▸ Requirements
Which lines in the rows below contain the word "flower"? Sift them out and copy each one in full.

▸ Data extract
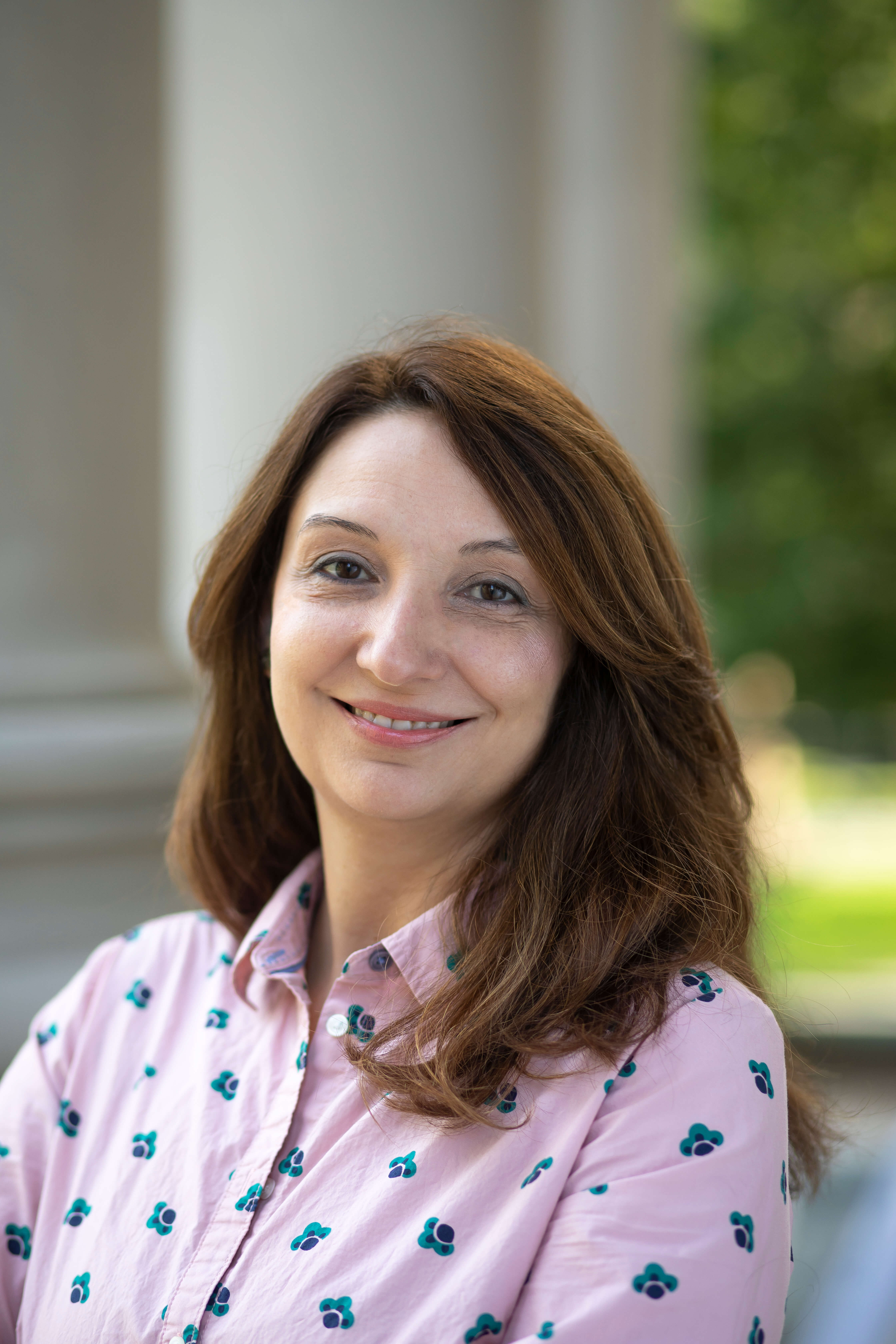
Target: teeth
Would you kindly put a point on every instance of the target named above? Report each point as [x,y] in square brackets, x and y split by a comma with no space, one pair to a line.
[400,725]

---

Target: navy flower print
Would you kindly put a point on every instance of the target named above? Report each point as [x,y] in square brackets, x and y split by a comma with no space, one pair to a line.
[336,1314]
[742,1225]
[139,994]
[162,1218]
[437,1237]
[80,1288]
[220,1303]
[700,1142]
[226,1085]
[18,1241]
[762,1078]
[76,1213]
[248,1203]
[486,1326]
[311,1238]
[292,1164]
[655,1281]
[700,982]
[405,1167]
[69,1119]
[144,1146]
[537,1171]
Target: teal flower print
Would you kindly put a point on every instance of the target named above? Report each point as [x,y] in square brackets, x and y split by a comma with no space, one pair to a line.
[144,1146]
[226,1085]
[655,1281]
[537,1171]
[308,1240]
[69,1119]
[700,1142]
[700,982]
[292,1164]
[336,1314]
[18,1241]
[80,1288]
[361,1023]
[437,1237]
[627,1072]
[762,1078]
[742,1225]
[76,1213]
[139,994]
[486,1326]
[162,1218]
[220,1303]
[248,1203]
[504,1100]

---

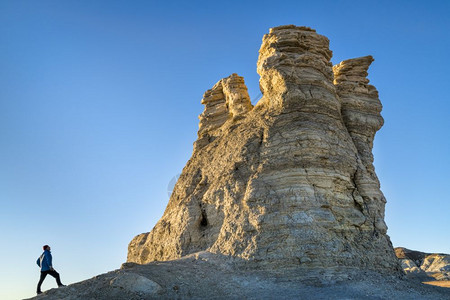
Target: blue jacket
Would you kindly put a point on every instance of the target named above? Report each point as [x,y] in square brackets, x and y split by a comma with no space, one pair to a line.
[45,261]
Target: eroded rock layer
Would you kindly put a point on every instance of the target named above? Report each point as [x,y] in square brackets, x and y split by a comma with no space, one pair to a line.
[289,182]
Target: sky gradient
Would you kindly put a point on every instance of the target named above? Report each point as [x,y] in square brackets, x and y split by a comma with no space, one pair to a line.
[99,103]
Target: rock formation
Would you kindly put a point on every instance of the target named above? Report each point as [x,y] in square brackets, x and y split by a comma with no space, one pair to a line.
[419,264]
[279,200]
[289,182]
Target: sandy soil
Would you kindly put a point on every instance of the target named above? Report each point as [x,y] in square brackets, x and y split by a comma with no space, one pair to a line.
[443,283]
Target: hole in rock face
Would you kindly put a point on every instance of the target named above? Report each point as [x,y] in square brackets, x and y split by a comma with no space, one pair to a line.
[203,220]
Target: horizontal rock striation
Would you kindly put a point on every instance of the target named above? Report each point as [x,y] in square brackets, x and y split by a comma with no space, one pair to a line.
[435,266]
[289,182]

▸ Exercise response
Target: navy flower print
Target: teal flower print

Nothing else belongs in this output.